EXERCISE:
Update each of the items below by replacing every "largest disc" with "biggest circle" and leaving everything else unchanged.

DATA RECORDS:
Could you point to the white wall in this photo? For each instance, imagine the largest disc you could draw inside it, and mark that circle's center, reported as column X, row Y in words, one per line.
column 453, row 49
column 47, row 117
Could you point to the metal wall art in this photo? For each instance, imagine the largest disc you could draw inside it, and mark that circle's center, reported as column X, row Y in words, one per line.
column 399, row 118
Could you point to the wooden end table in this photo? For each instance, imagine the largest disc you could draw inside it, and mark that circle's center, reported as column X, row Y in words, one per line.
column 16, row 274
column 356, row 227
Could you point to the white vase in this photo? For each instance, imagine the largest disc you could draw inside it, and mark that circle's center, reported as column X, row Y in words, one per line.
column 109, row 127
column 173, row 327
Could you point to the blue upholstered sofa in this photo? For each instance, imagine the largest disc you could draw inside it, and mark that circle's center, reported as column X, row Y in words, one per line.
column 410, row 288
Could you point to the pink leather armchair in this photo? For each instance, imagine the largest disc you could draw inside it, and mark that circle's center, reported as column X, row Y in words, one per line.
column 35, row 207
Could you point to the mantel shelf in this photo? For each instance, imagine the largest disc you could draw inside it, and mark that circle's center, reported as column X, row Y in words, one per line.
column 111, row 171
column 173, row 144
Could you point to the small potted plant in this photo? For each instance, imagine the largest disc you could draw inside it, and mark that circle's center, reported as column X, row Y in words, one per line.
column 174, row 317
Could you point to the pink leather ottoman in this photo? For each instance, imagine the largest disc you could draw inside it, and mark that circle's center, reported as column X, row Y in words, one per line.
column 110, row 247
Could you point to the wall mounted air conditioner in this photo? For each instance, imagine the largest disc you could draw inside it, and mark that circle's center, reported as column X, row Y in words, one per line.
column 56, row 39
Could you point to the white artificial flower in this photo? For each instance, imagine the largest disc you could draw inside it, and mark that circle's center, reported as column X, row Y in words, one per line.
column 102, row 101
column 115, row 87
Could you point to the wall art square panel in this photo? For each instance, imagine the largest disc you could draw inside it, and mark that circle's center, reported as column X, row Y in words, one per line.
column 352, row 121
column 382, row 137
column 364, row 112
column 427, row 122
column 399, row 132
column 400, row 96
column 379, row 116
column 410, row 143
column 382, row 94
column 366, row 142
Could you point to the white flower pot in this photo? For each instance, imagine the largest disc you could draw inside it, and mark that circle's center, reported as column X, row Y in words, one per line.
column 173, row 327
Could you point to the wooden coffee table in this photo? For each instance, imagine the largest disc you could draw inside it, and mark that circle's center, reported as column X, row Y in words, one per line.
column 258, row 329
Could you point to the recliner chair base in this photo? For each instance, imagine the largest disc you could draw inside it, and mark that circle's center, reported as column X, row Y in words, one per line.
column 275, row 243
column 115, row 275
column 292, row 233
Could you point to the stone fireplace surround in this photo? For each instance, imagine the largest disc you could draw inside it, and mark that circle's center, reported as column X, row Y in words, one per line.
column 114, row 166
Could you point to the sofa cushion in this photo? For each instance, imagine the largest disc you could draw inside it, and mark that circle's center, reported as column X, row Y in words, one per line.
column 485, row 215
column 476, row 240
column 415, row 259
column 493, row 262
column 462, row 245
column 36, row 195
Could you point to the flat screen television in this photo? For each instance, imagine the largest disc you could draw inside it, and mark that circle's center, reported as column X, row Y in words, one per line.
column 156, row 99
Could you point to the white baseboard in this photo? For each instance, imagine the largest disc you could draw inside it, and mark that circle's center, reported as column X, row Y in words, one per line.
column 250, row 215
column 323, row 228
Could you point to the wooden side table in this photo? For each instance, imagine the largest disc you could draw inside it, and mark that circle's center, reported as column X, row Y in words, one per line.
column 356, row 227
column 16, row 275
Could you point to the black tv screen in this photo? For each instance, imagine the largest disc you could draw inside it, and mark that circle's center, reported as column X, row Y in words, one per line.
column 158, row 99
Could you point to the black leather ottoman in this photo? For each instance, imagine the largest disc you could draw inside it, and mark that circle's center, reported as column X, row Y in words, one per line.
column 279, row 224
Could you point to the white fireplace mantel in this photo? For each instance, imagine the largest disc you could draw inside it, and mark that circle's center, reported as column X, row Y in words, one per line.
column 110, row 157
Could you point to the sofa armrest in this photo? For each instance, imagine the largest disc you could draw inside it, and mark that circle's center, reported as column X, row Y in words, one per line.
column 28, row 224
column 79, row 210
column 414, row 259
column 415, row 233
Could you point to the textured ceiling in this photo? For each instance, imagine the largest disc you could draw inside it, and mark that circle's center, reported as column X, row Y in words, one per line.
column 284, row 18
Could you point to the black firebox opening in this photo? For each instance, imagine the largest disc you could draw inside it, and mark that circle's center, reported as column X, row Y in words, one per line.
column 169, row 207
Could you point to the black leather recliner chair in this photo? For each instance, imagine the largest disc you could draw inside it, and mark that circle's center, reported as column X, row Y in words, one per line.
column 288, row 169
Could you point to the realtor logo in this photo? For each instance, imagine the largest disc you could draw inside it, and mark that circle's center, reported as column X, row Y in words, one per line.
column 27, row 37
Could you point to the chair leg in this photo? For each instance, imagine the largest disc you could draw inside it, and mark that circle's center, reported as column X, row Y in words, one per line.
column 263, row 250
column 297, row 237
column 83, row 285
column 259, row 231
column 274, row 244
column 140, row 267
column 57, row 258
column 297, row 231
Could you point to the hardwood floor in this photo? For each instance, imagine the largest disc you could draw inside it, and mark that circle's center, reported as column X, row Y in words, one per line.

WORKED SOLUTION:
Could you point to the white wall in this photo? For each instance, imagine the biggest circle you could draw inside it, and mark that circle's center, reported as column X, row Y in words, one per line.
column 453, row 49
column 47, row 117
Could you point to the metal wall art in this photo? For each instance, imagine the biggest circle you could draw inside it, and mark that circle's center, reported as column X, row Y in words, one per line.
column 399, row 118
Could you point to the wooden end table in this photo? For each instance, imagine the biggest circle you could draw inside it, and mark that circle's center, reported as column X, row Y in words, one per line.
column 16, row 274
column 356, row 227
Could you point to the white vase in this photo? For each instance, imagine the biggest circle you could draw inside it, and mark that circle's center, reported as column X, row Y in words, one per line.
column 109, row 127
column 173, row 327
Could you point to the blue upholstered sofa in this photo? For each instance, imagine the biggest circle you could draw inside it, and mark that circle's center, reported as column X, row Y in words, one per line.
column 410, row 288
Could you point to the pink leather armchair in this photo? For each instance, imagine the biggest circle you could draw inside it, and mark that circle's center, reported as column X, row Y in words, one per line.
column 35, row 207
Could you point to the mantel shelf in this photo? For each instance, imagine the biggest circle you could draw inside it, and mark that circle's center, reported as column X, row Y in words, one per line.
column 111, row 171
column 173, row 144
Could you point to the small potted plant in this photo? For each instance, imagine the biggest circle you could draw inside it, and mark that circle's center, reported as column X, row Y in words, one per line.
column 174, row 317
Could you point to the pink leather ottoman in this photo? For each instance, imagine the biggest circle you could draw inside it, and mark that circle's center, reported as column X, row Y in words, one per line.
column 110, row 247
Could you point to the wall mounted air conditioner in this photo? For each instance, imagine the biggest circle you could draw inside it, and mark that circle's center, reported as column X, row Y in words, one per line.
column 56, row 39
Could you point to the white artificial flower in this photo? For each instance, imagine the biggest circle you could draw inside it, and mark that circle's center, reported as column X, row Y in words, one per line.
column 102, row 101
column 115, row 87
Could you point to the wall art square panel in this photo? For each instance, imagine the biggest circle you could draw inside it, and mark that circle's center, reported as column X, row Y in words, one per line.
column 352, row 121
column 382, row 137
column 364, row 112
column 427, row 122
column 399, row 132
column 400, row 96
column 379, row 116
column 410, row 143
column 382, row 94
column 366, row 142
Could you point to the white flower pot in this photo? For each instance, imagine the biggest circle you could draw inside it, and mark that circle's center, reported as column X, row Y in words, one per line.
column 173, row 327
Could you point to the wooden coffee table in this photo? For each instance, imagine the biggest circle you could draw inside it, and mark that circle's center, reported as column X, row Y in words, one per line.
column 258, row 329
Could you point to the recliner chair base in this photo? For each instance, imagine the biggest circle you could draw inside it, and mark that circle's center, reported as column X, row Y in words, one per line.
column 275, row 243
column 115, row 275
column 292, row 233
Could you point to the stone fireplace surround in this photo? For each instance, imagine the biggest circle you could draw inside it, and mark that circle's center, reported as column X, row Y in words, one per line.
column 114, row 166
Could you point to the sofa cushion in this photo? For each instance, imagine the biggest circle you could draw inside it, and mark that circle's center, reported as column X, row Y in words, one per line.
column 485, row 215
column 476, row 240
column 415, row 259
column 493, row 262
column 462, row 245
column 36, row 195
Could you point to the flat screen television in this photo? For each instance, imagine the biggest circle you could draw inside it, and mark that circle's center, reported as column X, row Y in words, one per line.
column 156, row 99
Could you point to the white baseboard in this photo? For each instance, imagine the biggest circle you could draw inside it, and mark that circle's center, reported as column X, row Y in words, one per line.
column 250, row 215
column 323, row 228
Could you point to the wooden side table in this photo? For each instance, imagine the biggest circle you could draw inside it, and mark that circle's center, reported as column X, row Y in words, one per line.
column 356, row 227
column 16, row 275
Could you point to the black tv screen in this photo? For each instance, imagine the biggest circle you could draw inside it, and mark that circle's center, reported as column X, row Y in words, one per line.
column 158, row 99
Could you point to the black leather ottoman in this photo? For each instance, imagine the biggest circle you could draw inside it, and mark that circle's center, reported as column X, row Y in words, one per line.
column 279, row 224
Could you point to the white fireplace mantel in this photo? For each instance, imagine the biggest circle you could draw inside it, and mark that circle's center, reported as column X, row Y in words, one per line.
column 110, row 157
Could you point to the sofa armrest in this photo? For each instance, imagine the biggest circle you could draw inside it, and mark that circle's center, reported as column X, row Y in words, one per line.
column 28, row 224
column 79, row 210
column 414, row 259
column 415, row 233
Could you point to the textured ceiling in this photo? For each instance, imagine the biggest circle you could draw inside it, and mark that circle's center, reported as column X, row Y in words, one per line.
column 284, row 18
Could you point to the black firebox opening in this photo? For each instance, imagine the biggest circle you could draw inside it, and mark that circle's center, reported as column X, row Y in words, one per line.
column 169, row 207
Could you point to the black leather recliner chair in this photo? For each instance, imagine the biggest circle you could draw inside it, and mark that circle's center, reported as column X, row Y in words, one per line.
column 288, row 169
Could you point to the realtor logo in this photo? For each instance, imagine the biggest circle you could draw inside it, and mark that circle's center, reported as column X, row Y in words, one per line.
column 27, row 37
Could you point to the chair leg in this photo? For each instance, imagine the biggest circle you could draw inside it, and mark that circle's center, reported as column X, row Y in words, one per line.
column 263, row 250
column 297, row 237
column 83, row 285
column 259, row 231
column 274, row 244
column 140, row 267
column 57, row 258
column 297, row 231
Could you point to the hardwood floor in this photo? For each instance, imagine the biggest circle you could draw inside it, and mark that circle's center, reported as column X, row Y in words, one per line.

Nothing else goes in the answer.